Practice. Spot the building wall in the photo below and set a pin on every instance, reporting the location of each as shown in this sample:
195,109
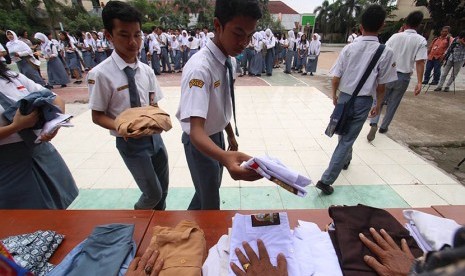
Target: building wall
288,20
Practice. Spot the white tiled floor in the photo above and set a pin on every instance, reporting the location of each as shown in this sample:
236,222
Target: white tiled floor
284,122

▶ **Request**:
Copy every one of the records above word for word, leaving out the pictures.

▶ **Answer to the problem**:
Practice. Spot the building wall in the photo below and set a pin on every instance, reporting the location of each as shown in this sample:
195,109
Target: building wall
288,20
Practice. Spot the white tiled floor in the photo above and set a pin on every instance, reporting the location of each as shown in this sample:
236,222
Target: white tiled floor
284,122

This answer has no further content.